(Given records Opens)

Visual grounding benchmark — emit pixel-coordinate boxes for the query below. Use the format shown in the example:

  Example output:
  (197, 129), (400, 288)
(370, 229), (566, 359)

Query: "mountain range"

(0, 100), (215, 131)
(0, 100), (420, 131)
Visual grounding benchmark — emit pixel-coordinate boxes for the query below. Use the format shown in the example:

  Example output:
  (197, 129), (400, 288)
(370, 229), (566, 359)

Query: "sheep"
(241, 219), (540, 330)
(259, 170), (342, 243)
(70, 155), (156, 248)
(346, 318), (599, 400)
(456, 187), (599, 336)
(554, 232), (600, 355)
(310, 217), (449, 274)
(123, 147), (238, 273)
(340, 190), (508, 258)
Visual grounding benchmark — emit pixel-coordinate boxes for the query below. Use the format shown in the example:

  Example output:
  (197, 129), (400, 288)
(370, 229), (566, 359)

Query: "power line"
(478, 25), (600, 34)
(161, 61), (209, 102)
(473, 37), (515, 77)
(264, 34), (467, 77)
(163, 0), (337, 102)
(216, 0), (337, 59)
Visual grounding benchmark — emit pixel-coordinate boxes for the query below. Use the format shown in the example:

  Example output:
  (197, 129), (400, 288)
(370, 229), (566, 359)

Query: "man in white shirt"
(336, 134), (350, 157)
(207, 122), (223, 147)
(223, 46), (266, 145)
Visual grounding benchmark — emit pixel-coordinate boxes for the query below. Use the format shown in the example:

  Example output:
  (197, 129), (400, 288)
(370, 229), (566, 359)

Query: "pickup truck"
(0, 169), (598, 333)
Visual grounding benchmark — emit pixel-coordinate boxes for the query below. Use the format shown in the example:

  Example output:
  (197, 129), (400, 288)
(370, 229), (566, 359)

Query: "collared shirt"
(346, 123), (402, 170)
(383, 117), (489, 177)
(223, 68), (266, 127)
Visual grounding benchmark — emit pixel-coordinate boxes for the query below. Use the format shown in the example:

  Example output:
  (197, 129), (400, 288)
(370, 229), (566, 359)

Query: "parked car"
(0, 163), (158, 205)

(Given records Closes)

A word-for-word copy of the data above is the goal, so set it all down again.

Visual grounding benchmark — emit pixel-coordinate boxes for the query below. Use the format shown in the example:

  Example output:
  (197, 129), (400, 288)
(370, 229), (566, 359)

Query: "mountain range"

(0, 100), (215, 131)
(0, 100), (420, 131)
Visual grounding benchmark — emit pixel-coordinate boxes for the query below. Use the format shown in the example:

  Example output:
  (197, 129), (400, 288)
(370, 229), (566, 359)

Query: "sheep"
(241, 219), (540, 330)
(259, 170), (342, 243)
(70, 155), (156, 248)
(346, 318), (599, 400)
(456, 187), (599, 336)
(554, 232), (600, 355)
(310, 217), (449, 274)
(123, 147), (238, 273)
(340, 190), (508, 258)
Visual grounding benchmark — emit pixel-coordinate boxes for the query below. Use the format shown in the example:

  Example output:
  (197, 129), (400, 288)
(370, 229), (566, 359)

Query: "power line"
(478, 25), (600, 34)
(161, 61), (209, 102)
(473, 37), (515, 77)
(264, 34), (467, 77)
(163, 0), (337, 102)
(216, 0), (337, 59)
Visual grounding benchmark — emit pixel-coordinate boxes for the query below. Use the format shown in the example:

  Example output:
  (197, 129), (400, 288)
(370, 229), (566, 359)

Query: "man in white shirt"
(336, 134), (350, 157)
(207, 122), (223, 147)
(223, 46), (266, 145)
Visual grounding benchmark — emit pixel-coordinate boxes for the query below. Use the format shown in the example:

  Example output:
  (197, 129), (400, 288)
(370, 229), (566, 359)

Query: "pickup truck"
(0, 169), (598, 333)
Visual grounding benchmark — emit pixel-coordinate boxes for the query below. Use the format shown in the example:

  Example output:
  (197, 129), (400, 288)
(370, 229), (566, 359)

Query: "collared shirt"
(346, 123), (402, 170)
(383, 117), (489, 177)
(223, 68), (266, 127)
Visual grounding benchmark — emit pixel-coordinate boxes for the query below. Use the format shown in the example:

  Example output:
  (197, 129), (400, 288)
(370, 229), (566, 359)

Query: "parked car"
(0, 163), (158, 205)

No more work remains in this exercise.